E' una donna forte, Egidia Beretta, la mamma di Vittorio Arrigoni. Una donna forte e una bella persona. Uno di quei sindaci che ogni giorno sono lì nel loro paese a puntellare quel che resta della nostra malandata democrazia. Un anno fa a Gaza le hanno assassinato il figlio, quel ragazzo di 36 anni con l'aria un po' guascona che aveva deciso di dedicare la sua vita alla causa dei popoli oppressi. Vik, che oggi è un simbolo. Con quel suo appello "Restiamo umani" che rimbalza dai muri e dalle bacheche virtuali di mezzo mondo, declinato in tutte le lingue possibili.

Come le arrivò la notizia, quel 15 aprile?
Ho saputo che Vittorio era stato sequestrato nelle ore immediatamente successive, quando c'era già in circolazione il video che avrete visto tutti ma che io non ho voluto guardare. La sera chiamò un suo amico avvisandomi che la casa dove veniva tenuto prigionieri era stata individuata e che lo stavano per liberare. Poi, quella notte, mia figlia Alessandra mi svegliò: "Mamma, guarda che stanno dicendo che Vittorio è stato ucciso". Dalla Farnesina mi dicevano di non prestare fede  quello che si vedeva in televisione perché la notizia doveva ancora essere accertata. Ma era tutto vero.

- - - -

• Obiettivi:
A) Cita dall'intervista a Egidia Beretta il tratto da "Ho saputo che" fino a "era tutto vero.".
B) Per favore, scrivi il seguito dell'intervista a Egidia Beretta, partendo subito dopo l'ultima frase riportata.

- - - -

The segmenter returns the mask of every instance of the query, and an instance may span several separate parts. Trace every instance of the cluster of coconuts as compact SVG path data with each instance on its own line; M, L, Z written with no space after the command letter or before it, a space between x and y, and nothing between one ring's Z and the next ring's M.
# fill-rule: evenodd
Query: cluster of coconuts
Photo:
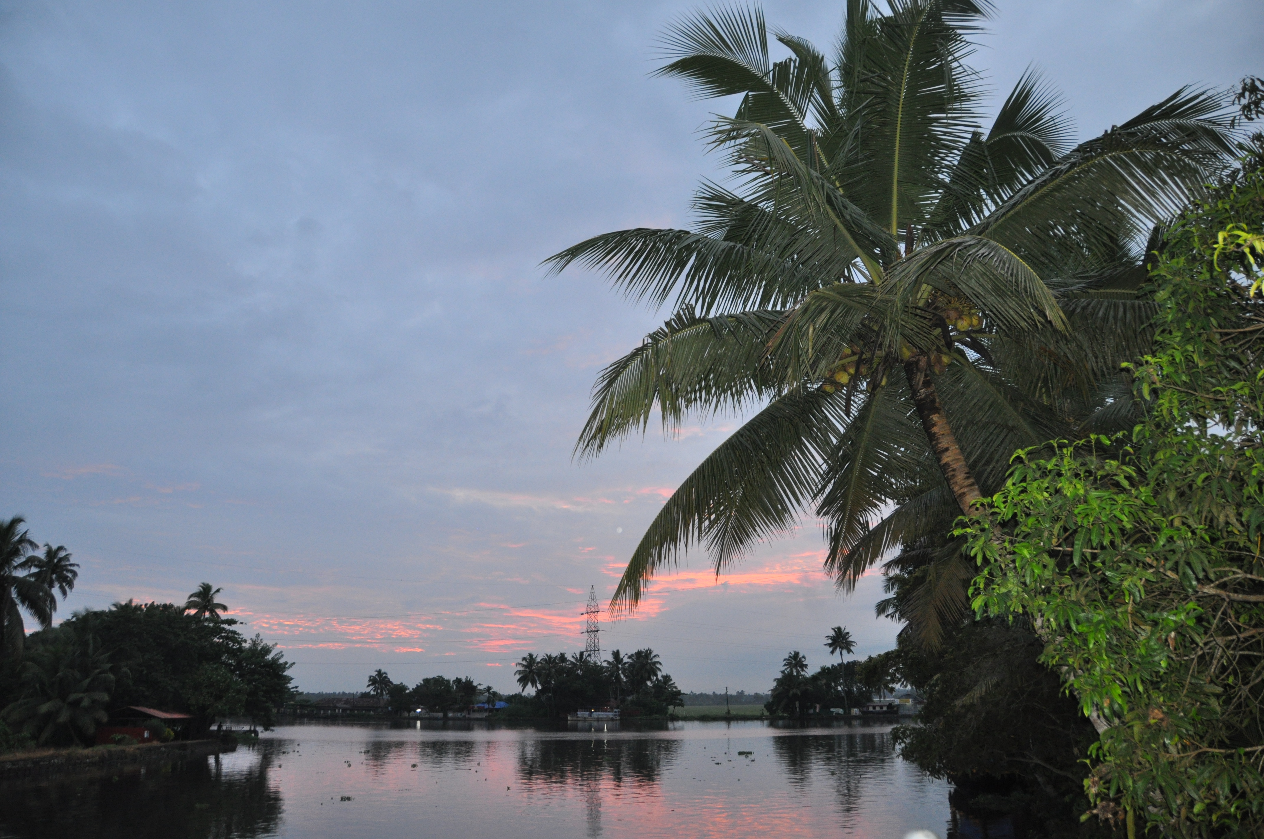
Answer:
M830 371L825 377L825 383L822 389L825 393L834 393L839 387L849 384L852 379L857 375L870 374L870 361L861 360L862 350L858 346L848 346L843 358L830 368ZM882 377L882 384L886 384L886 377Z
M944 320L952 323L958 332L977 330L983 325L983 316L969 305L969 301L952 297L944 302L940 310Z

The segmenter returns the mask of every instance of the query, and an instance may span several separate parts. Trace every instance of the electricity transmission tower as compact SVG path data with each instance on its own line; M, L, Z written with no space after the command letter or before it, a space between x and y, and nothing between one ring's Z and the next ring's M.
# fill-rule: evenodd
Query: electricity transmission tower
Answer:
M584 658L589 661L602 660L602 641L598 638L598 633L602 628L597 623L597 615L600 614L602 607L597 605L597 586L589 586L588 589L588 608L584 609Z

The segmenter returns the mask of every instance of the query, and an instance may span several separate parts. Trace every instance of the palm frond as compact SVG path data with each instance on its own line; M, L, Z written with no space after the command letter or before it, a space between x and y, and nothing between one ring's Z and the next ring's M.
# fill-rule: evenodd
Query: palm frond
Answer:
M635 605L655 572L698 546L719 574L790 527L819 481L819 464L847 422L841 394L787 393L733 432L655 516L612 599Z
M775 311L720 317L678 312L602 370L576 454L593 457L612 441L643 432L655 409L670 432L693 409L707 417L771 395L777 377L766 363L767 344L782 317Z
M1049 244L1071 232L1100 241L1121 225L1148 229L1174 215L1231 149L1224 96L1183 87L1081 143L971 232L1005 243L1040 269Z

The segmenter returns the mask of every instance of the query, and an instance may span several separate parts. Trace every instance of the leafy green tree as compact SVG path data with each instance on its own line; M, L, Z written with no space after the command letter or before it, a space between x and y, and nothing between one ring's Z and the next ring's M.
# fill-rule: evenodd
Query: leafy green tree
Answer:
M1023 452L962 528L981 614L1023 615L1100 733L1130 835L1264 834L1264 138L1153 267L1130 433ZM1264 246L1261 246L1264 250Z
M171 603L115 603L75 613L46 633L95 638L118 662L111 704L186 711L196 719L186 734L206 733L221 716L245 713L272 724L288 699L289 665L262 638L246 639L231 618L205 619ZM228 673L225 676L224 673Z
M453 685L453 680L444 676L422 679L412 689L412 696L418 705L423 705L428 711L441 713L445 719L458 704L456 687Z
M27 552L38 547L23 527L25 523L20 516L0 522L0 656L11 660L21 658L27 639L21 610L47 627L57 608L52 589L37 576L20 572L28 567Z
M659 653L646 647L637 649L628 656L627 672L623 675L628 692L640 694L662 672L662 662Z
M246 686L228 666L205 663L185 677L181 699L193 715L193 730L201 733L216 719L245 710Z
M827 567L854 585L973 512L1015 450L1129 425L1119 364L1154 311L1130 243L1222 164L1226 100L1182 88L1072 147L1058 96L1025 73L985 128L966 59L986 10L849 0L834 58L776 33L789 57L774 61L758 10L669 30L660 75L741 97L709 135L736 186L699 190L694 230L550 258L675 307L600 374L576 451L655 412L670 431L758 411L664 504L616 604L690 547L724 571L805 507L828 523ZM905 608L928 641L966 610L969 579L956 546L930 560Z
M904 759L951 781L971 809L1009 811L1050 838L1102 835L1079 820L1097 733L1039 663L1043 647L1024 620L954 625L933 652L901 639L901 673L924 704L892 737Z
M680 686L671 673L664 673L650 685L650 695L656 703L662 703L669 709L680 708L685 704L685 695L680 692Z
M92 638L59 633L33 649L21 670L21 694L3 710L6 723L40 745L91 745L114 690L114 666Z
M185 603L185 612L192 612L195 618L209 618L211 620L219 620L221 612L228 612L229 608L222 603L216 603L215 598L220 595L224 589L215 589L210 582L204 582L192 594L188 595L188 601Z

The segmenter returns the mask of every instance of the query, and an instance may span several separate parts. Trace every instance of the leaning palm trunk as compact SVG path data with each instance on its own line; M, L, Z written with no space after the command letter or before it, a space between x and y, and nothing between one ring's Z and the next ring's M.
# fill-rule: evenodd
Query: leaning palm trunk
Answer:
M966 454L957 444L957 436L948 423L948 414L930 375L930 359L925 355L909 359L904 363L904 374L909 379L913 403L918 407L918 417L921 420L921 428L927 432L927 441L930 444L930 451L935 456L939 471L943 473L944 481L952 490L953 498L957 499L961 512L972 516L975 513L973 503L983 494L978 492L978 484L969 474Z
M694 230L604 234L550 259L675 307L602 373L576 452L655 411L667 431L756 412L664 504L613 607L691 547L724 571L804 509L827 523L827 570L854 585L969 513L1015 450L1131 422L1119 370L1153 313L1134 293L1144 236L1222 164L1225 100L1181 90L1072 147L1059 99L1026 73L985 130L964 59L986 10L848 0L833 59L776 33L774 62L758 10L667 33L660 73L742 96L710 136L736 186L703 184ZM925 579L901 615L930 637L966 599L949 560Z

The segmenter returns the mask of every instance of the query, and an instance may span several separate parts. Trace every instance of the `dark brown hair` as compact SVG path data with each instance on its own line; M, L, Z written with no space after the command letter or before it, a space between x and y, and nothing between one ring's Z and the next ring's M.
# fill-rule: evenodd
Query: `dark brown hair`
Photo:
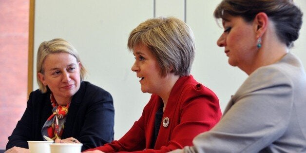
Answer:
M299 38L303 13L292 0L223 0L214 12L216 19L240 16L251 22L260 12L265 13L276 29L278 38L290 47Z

- - - -

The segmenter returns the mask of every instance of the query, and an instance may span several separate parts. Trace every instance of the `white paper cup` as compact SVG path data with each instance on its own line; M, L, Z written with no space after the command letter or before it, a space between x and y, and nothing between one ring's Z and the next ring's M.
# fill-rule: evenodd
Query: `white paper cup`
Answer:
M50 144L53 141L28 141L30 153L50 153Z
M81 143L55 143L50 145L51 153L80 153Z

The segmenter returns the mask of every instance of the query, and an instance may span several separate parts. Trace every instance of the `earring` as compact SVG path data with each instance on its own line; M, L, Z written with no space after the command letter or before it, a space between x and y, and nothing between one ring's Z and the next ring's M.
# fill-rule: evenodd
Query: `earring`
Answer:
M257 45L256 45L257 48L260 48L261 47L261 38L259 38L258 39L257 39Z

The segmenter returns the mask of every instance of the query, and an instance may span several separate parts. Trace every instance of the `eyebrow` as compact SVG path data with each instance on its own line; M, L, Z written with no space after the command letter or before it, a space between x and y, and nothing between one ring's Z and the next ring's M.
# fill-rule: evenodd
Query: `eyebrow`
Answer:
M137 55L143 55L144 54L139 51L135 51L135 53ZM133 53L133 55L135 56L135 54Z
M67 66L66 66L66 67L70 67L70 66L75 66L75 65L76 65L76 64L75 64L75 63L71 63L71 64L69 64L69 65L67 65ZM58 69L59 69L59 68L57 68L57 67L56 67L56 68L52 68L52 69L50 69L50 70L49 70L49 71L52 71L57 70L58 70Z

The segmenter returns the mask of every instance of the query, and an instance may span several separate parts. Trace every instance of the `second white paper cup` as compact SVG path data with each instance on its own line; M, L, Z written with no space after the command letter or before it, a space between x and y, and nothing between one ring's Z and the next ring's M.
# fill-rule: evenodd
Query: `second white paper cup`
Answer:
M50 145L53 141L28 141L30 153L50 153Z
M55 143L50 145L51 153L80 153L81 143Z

- - - -

• Elenco risposte:
A)
Ho saputo che Vittorio era stato sequestrato nelle ore immediatamente successive, quando c'era già in circolazione il video che avrete visto tutti ma che io non ho voluto guardare. La sera chiamò un suo amico avvisandomi che la casa dove veniva tenuto prigionieri era stata individuata e che lo stavano per liberare. Poi, quella notte, mia figlia Alessandra mi svegliò: "Mamma, guarda che stanno dicendo che Vittorio è stato ucciso". Dalla Farnesina mi dicevano di non prestare fede  quello che si vedeva in televisione perché la notizia doveva ancora essere accertata. Ma era tutto vero.

B)
Perchè è successo? Chi è stato?
E' quello che noi non sappiamo e terremmo a sapere. La cosa ha un po' dell'inverosimile. C'è chi dice "Vittorio è stato ucciso dai suoi amici palestinesi", ma non è così. I suoi amici sono quelli veri, che ci sono ancora adesso e che mai avrebbero fatto una cosa simile. Lui mi raccontava che nel sud della Striscia c'erano questi salafiti che contrastavano l'azione di Hamas, ancora più integralisti nel sostenere la purezza della loro fede, che ritenevano potesse venir contaminata. Aveva scritto qualcosa su di loro, ma molto tempo prima. Non capiamo perché abbiano preso di mira Vittorio e se lo abbiano fatto di propria iniziativa o su indicazione di chissà chi. Anche perché il capo dell'organizzazione dei salafiti aveva smentito decisamente che ci fossero loro dietro il rapimento.

C'è un processo in corso, a Gaza. Ci credete?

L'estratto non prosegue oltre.